* **WHAT THE EXERCISE ASKS**: Copy out every line of the material below, character for character, leaving nothing out.

━━━ RECORDS FOR PROCESSING

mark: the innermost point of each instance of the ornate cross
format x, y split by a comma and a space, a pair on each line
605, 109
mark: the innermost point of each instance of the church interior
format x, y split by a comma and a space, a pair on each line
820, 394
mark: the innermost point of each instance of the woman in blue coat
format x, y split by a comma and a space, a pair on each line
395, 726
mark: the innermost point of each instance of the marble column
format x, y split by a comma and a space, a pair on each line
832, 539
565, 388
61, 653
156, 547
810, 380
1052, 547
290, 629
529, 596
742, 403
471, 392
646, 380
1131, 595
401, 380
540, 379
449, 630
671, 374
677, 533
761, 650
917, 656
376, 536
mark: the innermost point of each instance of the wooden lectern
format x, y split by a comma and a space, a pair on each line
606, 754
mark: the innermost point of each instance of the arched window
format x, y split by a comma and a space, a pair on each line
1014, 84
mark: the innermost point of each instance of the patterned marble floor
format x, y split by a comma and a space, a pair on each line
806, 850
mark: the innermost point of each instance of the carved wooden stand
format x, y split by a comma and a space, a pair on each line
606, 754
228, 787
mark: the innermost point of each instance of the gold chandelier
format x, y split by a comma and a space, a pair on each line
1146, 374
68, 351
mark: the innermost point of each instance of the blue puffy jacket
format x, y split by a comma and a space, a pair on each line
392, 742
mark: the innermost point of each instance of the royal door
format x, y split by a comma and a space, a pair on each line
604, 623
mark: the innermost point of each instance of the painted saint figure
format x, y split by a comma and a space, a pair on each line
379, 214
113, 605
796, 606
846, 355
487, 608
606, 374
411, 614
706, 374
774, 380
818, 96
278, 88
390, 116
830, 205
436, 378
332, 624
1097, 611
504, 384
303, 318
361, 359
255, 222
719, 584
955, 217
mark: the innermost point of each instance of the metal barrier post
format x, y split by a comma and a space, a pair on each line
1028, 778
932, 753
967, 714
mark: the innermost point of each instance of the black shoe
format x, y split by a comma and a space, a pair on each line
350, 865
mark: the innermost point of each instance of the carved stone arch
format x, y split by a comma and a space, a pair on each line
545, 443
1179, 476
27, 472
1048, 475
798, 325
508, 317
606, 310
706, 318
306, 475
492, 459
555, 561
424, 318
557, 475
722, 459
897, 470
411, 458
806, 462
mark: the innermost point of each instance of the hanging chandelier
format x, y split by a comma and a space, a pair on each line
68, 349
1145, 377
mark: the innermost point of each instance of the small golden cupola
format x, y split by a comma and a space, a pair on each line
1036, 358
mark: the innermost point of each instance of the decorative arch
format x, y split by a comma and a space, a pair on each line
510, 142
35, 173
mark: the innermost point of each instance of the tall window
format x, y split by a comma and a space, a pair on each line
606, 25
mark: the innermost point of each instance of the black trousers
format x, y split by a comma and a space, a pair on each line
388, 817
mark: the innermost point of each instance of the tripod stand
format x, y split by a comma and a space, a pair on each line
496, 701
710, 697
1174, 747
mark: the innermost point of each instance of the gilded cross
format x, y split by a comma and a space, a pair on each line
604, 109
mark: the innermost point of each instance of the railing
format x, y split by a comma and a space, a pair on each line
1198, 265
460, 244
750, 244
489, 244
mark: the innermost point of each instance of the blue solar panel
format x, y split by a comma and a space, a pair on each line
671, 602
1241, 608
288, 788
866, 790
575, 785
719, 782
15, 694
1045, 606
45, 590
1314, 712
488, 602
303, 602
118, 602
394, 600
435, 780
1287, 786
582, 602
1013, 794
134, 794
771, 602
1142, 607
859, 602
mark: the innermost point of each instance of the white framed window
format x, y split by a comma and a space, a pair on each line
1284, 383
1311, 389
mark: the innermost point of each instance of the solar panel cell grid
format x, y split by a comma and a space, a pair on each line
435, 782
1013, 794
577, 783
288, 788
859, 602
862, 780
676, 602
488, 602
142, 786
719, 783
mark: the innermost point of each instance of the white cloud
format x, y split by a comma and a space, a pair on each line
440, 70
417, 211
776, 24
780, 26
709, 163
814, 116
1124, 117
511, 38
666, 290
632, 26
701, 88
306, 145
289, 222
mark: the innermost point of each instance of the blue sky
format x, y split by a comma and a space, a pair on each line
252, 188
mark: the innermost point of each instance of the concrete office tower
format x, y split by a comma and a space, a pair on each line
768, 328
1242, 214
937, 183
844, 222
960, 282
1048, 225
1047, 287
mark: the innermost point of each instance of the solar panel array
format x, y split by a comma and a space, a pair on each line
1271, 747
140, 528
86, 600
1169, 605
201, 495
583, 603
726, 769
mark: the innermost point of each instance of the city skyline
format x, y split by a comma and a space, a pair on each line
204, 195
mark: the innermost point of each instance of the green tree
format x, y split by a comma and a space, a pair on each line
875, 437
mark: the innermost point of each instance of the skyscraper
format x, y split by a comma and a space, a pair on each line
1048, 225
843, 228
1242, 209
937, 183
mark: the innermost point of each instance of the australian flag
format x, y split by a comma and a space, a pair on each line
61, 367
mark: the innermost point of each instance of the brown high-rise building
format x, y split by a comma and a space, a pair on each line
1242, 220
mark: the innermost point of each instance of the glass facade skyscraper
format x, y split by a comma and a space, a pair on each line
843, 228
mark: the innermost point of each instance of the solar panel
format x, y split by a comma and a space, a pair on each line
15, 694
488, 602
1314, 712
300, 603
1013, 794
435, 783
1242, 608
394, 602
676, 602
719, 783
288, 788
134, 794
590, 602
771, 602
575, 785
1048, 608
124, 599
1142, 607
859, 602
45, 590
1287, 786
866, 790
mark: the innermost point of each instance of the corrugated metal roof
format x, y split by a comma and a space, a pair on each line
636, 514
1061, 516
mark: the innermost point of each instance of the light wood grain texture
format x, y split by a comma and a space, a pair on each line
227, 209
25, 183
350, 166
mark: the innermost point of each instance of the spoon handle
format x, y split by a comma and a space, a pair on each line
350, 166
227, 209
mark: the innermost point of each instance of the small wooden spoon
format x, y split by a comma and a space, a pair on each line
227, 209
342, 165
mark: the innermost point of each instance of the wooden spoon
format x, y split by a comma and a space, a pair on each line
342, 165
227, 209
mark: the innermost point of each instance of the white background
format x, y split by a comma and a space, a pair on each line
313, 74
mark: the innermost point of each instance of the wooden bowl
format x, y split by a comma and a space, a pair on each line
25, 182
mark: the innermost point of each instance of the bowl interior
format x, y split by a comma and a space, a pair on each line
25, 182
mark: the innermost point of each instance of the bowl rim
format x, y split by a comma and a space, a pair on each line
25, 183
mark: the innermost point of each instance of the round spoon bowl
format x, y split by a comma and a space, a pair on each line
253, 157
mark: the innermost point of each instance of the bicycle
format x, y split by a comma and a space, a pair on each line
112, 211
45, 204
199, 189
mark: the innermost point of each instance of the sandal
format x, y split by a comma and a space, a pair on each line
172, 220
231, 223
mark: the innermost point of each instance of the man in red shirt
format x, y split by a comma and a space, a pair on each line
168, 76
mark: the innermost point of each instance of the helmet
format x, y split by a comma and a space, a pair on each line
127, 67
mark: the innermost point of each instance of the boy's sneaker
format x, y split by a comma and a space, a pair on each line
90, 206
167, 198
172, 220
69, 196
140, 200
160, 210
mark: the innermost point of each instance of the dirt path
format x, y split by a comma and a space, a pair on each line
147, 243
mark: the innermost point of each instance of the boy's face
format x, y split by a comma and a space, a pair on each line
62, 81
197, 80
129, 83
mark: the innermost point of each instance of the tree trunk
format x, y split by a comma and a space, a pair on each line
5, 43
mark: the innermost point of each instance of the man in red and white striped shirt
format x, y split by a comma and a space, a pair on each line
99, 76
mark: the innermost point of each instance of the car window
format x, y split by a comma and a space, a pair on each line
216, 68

━━━━━━

* **EXERCISE ANSWER**:
mark: the innermost point of each instance of the ornate cross
format x, y split by a comma and a space, a pair on each line
605, 109
mark: the innermost point of each instance of the church interior
format x, y split by a comma and a space, a pair on each line
820, 394
mark: the innermost point of each instance of the woman in blue coat
format x, y split by a comma and a space, a pair on each line
395, 726
mark: the innermost point of each instance of the marble column
format x, y split by a comma and a space, a pair on each line
832, 539
565, 388
61, 653
156, 547
810, 380
1052, 547
290, 629
529, 596
742, 403
471, 392
646, 380
1131, 595
401, 380
540, 379
449, 630
671, 374
677, 533
761, 650
917, 656
376, 536
mark: the innermost point of each instance of the wooden lectern
format x, y split by a comma and a space, a pair on each line
606, 754
mark: the innermost point of each instance of the arched window
format x, y split by a comma and a space, a pair on each line
1014, 84
mark: the innermost point of each instance of the patterned marble floor
format x, y split by a comma and a space, a pair on each line
806, 850
mark: the innermost point of each instance of the carved wooden stand
format x, y split by a comma and a space, a pair on each line
606, 754
228, 787
mark: the innermost point of each instance of the gold chandelier
format x, y split by a comma and a space, a pair on each line
1146, 374
68, 351
mark: the innermost point of each instance of the blue puffy jacket
format x, y split by a comma and a space, a pair on each line
392, 742
mark: the innermost point of each instance of the royal door
format x, y split by a comma and a space, a pair on each line
604, 623
mark: the innermost point of each instance of the painted saint figure
format x, y split by a comma and a space, a pair on each line
379, 214
113, 605
796, 606
846, 355
487, 608
606, 374
411, 614
706, 374
774, 380
818, 96
278, 88
390, 116
830, 205
436, 378
332, 624
1097, 611
504, 384
303, 318
361, 359
255, 222
719, 584
955, 217
mark: the innermost point of each instance of the metal barrier post
format x, y split by a comma and a space, a pair on each line
1028, 778
932, 753
967, 714
mark: the innermost point of each instance of the black shoe
format x, y split by a comma and a space, a pair on each line
350, 865
mark: the innermost point of each instance of the carved stone arch
format x, y split by a comma and a space, a pair on each line
545, 443
1179, 476
27, 472
1048, 475
798, 325
508, 317
606, 310
706, 318
306, 475
492, 459
555, 561
424, 318
557, 475
722, 459
897, 470
411, 458
806, 462
mark: the innermost point of each instance of the hanging chandelier
format x, y split by a comma and a space, a pair on each line
68, 349
1145, 377
mark: the innermost point of each instance of the small golden cupola
format x, y split by a comma and a space, a pair on each line
1036, 358
mark: the innermost point of each instance of the decorative arch
format x, y split by a comma and a space, a pair on each line
510, 142
35, 173
mark: the innermost point of each instance of the tall window
format x, y split by a comma and a space, a pair on each line
606, 25
mark: the innermost point of each instance of the black trousers
format x, y split by a comma and a space, a pair on each line
388, 817
mark: the innermost point of each instance of the tripod stand
format x, y split by a comma and a space, a pair on each line
496, 701
710, 697
1174, 747
mark: the innermost point of each instance of the gilded cross
format x, y split by a comma and a space, a pair on each line
604, 109
mark: the innermost point of each instance of the railing
format x, y split by a comma and a space, a pair on each line
1198, 265
460, 244
750, 244
489, 244
mark: the innermost point of each instance of the blue solar panel
format x, y split by a comma and a space, a pair on each line
671, 602
1241, 608
288, 788
866, 790
575, 785
719, 782
15, 694
1045, 606
45, 590
1314, 712
488, 602
303, 602
118, 602
394, 600
435, 780
1287, 786
582, 602
1013, 794
134, 794
771, 602
1142, 607
859, 602
mark: the innermost point of each instance of the white framed window
format x, y split by a comma and a space, a pair on each line
1284, 383
1311, 389
mark: the innermost point of each instance of the solar panel cell grid
format x, y split by a comma and a space, a pair on each line
435, 782
1013, 794
577, 783
288, 788
859, 602
862, 780
676, 602
488, 602
142, 786
719, 783
mark: the innermost point of each instance of the white cloud
format x, y split by a comma and a space, a pair on each line
440, 70
417, 211
776, 24
780, 26
709, 163
814, 116
1124, 117
511, 38
666, 290
632, 26
701, 88
306, 145
289, 222
mark: the innermost point of each instance of the blue sky
format x, y split by a comma and a space, a pair on each line
252, 188
mark: the innermost point of each instance of the concrete office tower
format x, y split by a comma and a space, a pair on each line
768, 328
1242, 214
937, 183
844, 222
960, 282
1048, 225
1047, 287
mark: the innermost point of each instance of the solar panel array
format x, y split by a comma and a space, a pair on each line
1271, 747
140, 528
86, 600
1169, 605
201, 495
583, 603
726, 769
mark: the innermost point of each instance of the city skyline
format x, y split by a comma and a space, a pair on each line
204, 195
mark: the innermost point of each instance of the green tree
format x, y split by a comma and a space, a pair on each line
875, 437
mark: the innermost point of each instance of the skyscraper
format x, y split by a comma and a space, a pair on each line
1048, 225
843, 228
1242, 209
937, 183
mark: the innermost point of each instance of the australian flag
format x, y split by a comma and a space, a pair on each line
61, 367
mark: the innermost point of each instance of the brown high-rise building
format x, y split by a comma and a space, a pair on each line
1242, 220
mark: the innermost point of each instance of the glass facade skyscraper
format x, y split by a comma and a space, a pair on each line
843, 228
mark: the innermost point of each instance of the solar panel
format x, y split by a comma and a space, a pair on each line
15, 694
488, 602
1314, 712
300, 603
1013, 794
435, 783
1242, 608
394, 602
676, 602
719, 783
288, 788
134, 794
590, 602
771, 602
575, 785
1048, 608
124, 599
1142, 607
859, 602
45, 590
1287, 786
866, 790
mark: the innermost point of each instance of the corrugated metal roof
format x, y split by a comma and a space, a pair on each line
636, 514
1061, 516
mark: the innermost point of each instance of the light wood grain texture
format x, y split by a comma and a space, a pair on each line
227, 209
25, 183
350, 166
mark: the innermost point of each instance of the spoon handle
format x, y split by a comma and a space, a pair on each line
350, 166
227, 209
mark: the innermost point of each instance of the small wooden spoon
format x, y split by a comma and a space, a pair on each line
227, 209
342, 165
mark: the innermost point of each instance of the wooden spoon
format x, y split by a comma and a space, a pair on each line
342, 165
227, 209
mark: the innermost point of each instance of the white background
format x, y split by a comma and a space, a pair on each line
313, 74
mark: the innermost point of each instance of the wooden bowl
format x, y split by a comma and a space, a pair on each line
25, 182
mark: the innermost point of each instance of the bowl interior
format x, y split by a comma and a space, a pair on each line
25, 182
mark: the innermost point of each instance of the bowl rim
format x, y split by a comma and a space, a pair on each line
25, 183
mark: the innermost point of each instance of the round spoon bowl
format x, y split by a comma and a space, a pair on each line
253, 157
mark: the innermost point of each instance of the bicycle
format x, y split by a comma and a space, a pair on each line
112, 211
45, 204
199, 189
mark: the innermost point of each instance of the sandal
format x, y split by a comma and a space, a pair on each line
172, 220
231, 223
mark: the innermost point of each instance of the man in red shirt
format x, y split by a comma and a space, a pair on each line
168, 76
mark: the innermost point of each instance of the helmet
format x, y split by a comma and a space, a pair on each line
127, 67
mark: the innermost point of each instance of the boy's sneaker
format x, y split by a comma and a space, a pair on each line
90, 206
167, 198
172, 220
69, 196
140, 200
160, 210
mark: the innermost point of each instance of the dirt path
format x, y split by a comma and a space, a pair on each line
147, 243
mark: the innermost point of each instance of the boy's face
format x, y split by a comma and a space, a pair on each line
62, 81
197, 80
129, 83
mark: the innermost point of each instance of the tree trunk
format x, y split by a comma and a space, a pair on each line
5, 43
mark: the innermost point of each instance of the man in red and white striped shirt
format x, y split by a comma and a space, a pair on each line
99, 76
mark: the innermost point of each instance of the car window
format x, y split by a comma and a space, a pair on each line
216, 68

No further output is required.